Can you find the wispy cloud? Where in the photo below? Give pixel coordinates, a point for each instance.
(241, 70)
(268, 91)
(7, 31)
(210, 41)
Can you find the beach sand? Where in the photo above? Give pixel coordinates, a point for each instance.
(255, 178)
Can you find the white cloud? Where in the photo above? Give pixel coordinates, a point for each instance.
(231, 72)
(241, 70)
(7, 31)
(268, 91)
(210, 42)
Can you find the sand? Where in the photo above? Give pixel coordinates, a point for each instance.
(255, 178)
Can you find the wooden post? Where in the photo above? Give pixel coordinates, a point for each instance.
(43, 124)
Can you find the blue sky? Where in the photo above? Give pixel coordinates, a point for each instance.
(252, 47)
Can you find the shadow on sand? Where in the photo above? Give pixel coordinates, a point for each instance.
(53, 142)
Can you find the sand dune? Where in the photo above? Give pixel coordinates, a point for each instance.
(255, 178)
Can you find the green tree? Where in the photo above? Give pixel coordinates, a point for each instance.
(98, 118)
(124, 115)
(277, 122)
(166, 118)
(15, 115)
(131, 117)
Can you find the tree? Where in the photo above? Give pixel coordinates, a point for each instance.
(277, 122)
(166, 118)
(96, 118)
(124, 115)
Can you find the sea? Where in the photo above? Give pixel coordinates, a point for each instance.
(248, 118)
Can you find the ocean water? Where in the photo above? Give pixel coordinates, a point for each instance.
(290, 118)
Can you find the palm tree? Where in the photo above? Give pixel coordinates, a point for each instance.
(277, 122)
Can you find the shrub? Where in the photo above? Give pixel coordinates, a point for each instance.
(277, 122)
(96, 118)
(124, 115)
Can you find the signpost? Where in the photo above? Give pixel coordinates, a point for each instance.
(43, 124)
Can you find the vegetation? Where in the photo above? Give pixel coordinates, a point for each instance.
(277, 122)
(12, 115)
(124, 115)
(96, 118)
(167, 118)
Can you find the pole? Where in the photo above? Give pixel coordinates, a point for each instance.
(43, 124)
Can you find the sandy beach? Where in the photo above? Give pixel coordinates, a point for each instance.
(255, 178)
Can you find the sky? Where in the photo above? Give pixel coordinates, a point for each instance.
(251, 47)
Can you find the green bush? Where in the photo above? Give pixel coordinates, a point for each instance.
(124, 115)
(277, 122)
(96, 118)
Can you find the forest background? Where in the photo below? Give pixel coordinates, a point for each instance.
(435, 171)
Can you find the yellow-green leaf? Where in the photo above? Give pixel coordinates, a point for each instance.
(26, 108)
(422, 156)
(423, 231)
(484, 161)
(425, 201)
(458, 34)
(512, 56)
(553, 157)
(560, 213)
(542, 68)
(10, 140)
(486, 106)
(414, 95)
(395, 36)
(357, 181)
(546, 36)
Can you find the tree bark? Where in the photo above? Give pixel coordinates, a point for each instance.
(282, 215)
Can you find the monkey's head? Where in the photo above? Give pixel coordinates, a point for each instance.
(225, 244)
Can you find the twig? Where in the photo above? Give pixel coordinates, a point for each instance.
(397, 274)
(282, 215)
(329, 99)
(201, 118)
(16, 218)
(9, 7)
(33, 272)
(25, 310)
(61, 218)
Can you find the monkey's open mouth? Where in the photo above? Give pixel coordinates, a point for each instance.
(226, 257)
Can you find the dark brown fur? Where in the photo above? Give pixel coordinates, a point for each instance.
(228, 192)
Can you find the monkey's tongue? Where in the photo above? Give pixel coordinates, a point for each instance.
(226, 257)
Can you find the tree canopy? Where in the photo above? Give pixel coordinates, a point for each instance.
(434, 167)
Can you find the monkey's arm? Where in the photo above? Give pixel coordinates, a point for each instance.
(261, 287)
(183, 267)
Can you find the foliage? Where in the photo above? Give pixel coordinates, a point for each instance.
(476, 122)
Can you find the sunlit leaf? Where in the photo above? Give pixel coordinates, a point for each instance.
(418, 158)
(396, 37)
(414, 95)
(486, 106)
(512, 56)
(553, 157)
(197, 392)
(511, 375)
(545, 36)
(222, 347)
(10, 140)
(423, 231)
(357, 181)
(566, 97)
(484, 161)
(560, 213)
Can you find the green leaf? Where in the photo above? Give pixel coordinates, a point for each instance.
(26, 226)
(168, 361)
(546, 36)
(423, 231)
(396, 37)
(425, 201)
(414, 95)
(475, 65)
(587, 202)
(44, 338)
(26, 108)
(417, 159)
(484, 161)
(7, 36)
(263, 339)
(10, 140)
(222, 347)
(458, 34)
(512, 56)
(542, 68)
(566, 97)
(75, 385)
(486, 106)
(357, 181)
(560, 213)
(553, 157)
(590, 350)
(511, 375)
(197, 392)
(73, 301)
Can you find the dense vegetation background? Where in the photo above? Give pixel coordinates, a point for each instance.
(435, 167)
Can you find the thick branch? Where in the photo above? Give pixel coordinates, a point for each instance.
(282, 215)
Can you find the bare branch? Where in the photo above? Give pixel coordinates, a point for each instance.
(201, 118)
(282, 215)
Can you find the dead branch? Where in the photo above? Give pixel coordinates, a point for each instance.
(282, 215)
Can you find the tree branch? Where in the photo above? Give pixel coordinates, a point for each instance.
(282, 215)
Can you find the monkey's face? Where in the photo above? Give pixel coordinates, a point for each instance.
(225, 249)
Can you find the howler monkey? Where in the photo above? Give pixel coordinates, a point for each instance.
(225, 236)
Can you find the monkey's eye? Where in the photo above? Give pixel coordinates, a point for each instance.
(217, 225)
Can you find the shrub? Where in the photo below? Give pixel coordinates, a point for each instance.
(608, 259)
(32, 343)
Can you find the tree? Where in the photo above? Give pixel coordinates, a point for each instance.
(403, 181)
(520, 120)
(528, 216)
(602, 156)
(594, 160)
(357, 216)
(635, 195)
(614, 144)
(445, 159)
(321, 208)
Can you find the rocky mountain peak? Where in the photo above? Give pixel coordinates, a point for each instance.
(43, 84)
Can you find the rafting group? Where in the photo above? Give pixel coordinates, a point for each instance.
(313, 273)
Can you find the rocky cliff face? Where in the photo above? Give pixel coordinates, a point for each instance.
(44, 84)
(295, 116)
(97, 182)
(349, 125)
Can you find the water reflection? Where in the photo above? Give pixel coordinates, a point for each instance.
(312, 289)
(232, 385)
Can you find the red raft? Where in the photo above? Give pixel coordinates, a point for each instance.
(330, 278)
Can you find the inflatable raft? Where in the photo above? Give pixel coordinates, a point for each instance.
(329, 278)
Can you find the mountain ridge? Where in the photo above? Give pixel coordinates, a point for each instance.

○ ○ ○ ○

> Work request: Copy, exactly and with nothing added, the lines from the one containing "Can you find the inflatable" through the end of the records.

> Task output:
Can you find the inflatable raft? Where in the photo above? Give pixel coordinates, a point for each instance.
(329, 278)
Can you find the mountain ridge? Where in the photo above? Give pixel coordinates, a point for each instance.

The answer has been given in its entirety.